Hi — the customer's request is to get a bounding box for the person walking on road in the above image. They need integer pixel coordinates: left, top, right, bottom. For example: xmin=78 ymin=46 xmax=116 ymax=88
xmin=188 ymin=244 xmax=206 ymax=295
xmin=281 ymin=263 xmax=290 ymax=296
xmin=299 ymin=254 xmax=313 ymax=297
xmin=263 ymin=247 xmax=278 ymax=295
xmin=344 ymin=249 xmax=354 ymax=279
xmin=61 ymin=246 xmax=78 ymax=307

(WHAT TO WORK ON): Convert each line of the material above into a Markdown table, using a Row column for the line number and a Text column for the line, and omit any blank lines.

(RESPONSE TO THE EXERCISE):
| Row | Text |
|---|---|
| 1 | Hi — the customer's request is to get a bounding box for the person walking on road in the above image. They need integer pixel coordinates: left, top, right, bottom. For example: xmin=78 ymin=46 xmax=116 ymax=88 |
| 2 | xmin=188 ymin=244 xmax=206 ymax=295 |
| 3 | xmin=281 ymin=263 xmax=290 ymax=296 |
| 4 | xmin=299 ymin=254 xmax=313 ymax=297 |
| 5 | xmin=263 ymin=247 xmax=278 ymax=295 |
| 6 | xmin=344 ymin=249 xmax=354 ymax=279 |
| 7 | xmin=61 ymin=246 xmax=78 ymax=307 |